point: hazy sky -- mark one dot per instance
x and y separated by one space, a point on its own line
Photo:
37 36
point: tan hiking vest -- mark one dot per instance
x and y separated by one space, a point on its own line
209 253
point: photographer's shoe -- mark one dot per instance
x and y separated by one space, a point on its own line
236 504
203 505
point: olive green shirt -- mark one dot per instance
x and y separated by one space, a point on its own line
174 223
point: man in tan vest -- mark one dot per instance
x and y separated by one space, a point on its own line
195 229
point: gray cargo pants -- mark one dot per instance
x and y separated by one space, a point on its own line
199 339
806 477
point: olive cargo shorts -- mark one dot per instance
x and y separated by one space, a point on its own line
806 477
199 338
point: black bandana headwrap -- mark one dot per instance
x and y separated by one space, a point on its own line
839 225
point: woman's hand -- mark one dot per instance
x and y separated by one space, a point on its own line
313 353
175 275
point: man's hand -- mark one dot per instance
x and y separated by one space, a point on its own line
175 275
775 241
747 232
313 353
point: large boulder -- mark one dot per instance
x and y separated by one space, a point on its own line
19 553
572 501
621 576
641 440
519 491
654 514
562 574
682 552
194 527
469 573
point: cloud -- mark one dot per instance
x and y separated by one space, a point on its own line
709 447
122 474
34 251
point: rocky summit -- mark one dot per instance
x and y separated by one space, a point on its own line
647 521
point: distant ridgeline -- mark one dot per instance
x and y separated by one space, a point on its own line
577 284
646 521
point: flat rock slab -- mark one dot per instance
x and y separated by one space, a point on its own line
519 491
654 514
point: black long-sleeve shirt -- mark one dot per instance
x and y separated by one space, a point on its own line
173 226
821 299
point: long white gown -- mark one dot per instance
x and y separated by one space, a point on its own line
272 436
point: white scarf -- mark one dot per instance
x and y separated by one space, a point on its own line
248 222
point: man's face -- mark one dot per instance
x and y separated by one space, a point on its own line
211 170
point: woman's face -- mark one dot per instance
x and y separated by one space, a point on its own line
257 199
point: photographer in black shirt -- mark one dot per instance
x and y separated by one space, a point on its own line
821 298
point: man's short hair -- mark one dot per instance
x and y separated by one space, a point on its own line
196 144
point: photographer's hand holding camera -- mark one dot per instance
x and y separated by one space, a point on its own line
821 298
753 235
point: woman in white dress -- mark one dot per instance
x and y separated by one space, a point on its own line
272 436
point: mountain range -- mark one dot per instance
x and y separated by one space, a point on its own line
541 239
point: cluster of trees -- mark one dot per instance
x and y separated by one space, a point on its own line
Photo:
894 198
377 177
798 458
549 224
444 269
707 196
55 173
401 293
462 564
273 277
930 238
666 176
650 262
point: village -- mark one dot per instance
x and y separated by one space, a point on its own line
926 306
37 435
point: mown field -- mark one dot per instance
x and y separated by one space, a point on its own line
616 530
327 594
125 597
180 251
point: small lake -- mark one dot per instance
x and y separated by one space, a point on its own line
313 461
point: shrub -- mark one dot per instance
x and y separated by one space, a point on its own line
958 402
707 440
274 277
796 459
------------------------------------------------
— WRITTEN INSTRUCTION —
Turn every line of the listing above into a JSON array of strings, one string per line, and leave out any blank lines.

— EXERCISE ANSWER —
[
  "point: hazy sky -- mark one dot per instance",
  "x and y separated by one space, a point on its own line",
  "Photo:",
  "37 36",
  "point: tan hiking vest -- mark one dot per instance",
  "x and y separated by one space, a point on its own line",
  "209 253",
  "point: photographer's shoe -- mark one dot per instance",
  "x and y separated by one space, a point on its own line",
  "236 504",
  "203 505",
  "point: olive green shirt -- mark one dot per instance",
  "x and y separated by one space, a point on its own line",
  "174 223",
  "point: man in tan vest -- mark one dot per instance",
  "x and y separated by one space, a point on its own line",
  "195 229",
  "point: gray cargo pants -- mark one dot per instance",
  "x and y separated by one space, a point on its own line",
  "199 339",
  "806 477",
  "point: olive cargo shorts -- mark one dot per instance",
  "x and y separated by one space, a point on its own line",
  "806 477",
  "199 338",
  "point: black bandana headwrap -- mark one dot per instance",
  "x and y separated by one space, a point on its own line",
  "839 225",
  "point: woman's hand -- mark one dot per instance",
  "x and y separated by one space, a point on its own line",
  "313 353",
  "175 275",
  "point: man's hand -- mark one dot per instance",
  "x and y separated by one space, a point on its own line",
  "175 275",
  "775 241",
  "747 232",
  "313 353",
  "point: large boulder -- mark one dot per instance",
  "x and y separated by one space, a point on its own line",
  "19 553",
  "572 501",
  "621 576",
  "641 440",
  "519 491",
  "654 514",
  "562 574",
  "682 552",
  "194 527",
  "469 573",
  "point: cloud -- mark one dot per instance",
  "x and y separated by one space, a point on its own line",
  "709 447",
  "122 474",
  "34 251",
  "point: rocky summit -- mark one dot per instance",
  "x and y separated by one space, a point on its own line",
  "647 521",
  "point: distant ridgeline -- mark one dot per instance",
  "x and y separated by one space, a point on its own line",
  "577 284",
  "646 521",
  "point: flat rock slab -- mark one dot per instance",
  "x and y separated by one space, a point on its own line",
  "519 491",
  "654 514",
  "point: black long-sleeve shirt -- mark one dot per instance",
  "x and y separated by one space, a point on its own line",
  "173 226",
  "821 299",
  "point: long white gown -- mark one dot per instance",
  "x and y separated by one space, a point on its own line",
  "272 436",
  "point: white scarf -- mark one dot per instance",
  "x and y separated by one space, a point on its own line",
  "248 222",
  "point: man's face -- mark one dot per instance",
  "x and y separated by one space, a point on its own line",
  "211 170",
  "point: woman's face -- mark one dot per instance",
  "x and y separated by one space, a point on its own line",
  "257 199",
  "point: photographer in black shirt -- mark one dot per instance",
  "x and y separated by one space, a point on its own line",
  "821 298",
  "point: man's short hair -- mark one dot per instance",
  "x and y separated by one space, a point on its own line",
  "196 144",
  "point: photographer's hand holding camera -- mark one dot per instance",
  "x and y separated by one space, a point on its own line",
  "821 298",
  "753 235",
  "point: woman in white dress -- mark one dot per instance",
  "x and y separated by one space, a point on its own line",
  "272 436",
  "point: mountain range -- mark one dot per instance",
  "x and y separated by one space, a point on its own line",
  "541 239",
  "point: cluster of trees -- mark one dot per instance",
  "x and y separated by one space, a point on its own line",
  "Photo:",
  "894 198",
  "377 177",
  "798 458",
  "549 224",
  "444 269",
  "707 196",
  "55 173",
  "401 293",
  "462 564",
  "273 277",
  "930 238",
  "666 176",
  "650 262",
  "point: village -- mark one dot per instance",
  "x and y separated by one space, a point on its own line",
  "926 306",
  "37 435",
  "point: mown field -- mark one dot per instance",
  "x and y separated by one space, a point on its own line",
  "616 530",
  "327 594",
  "125 597",
  "180 251",
  "point: small lake -- mark one dot per instance",
  "x and y separated by one space, a point on its own line",
  "313 461",
  "point: shrub -- mark one dot per instance",
  "x and y separated by one space, a point on its own line",
  "958 402",
  "707 440",
  "274 277",
  "796 459"
]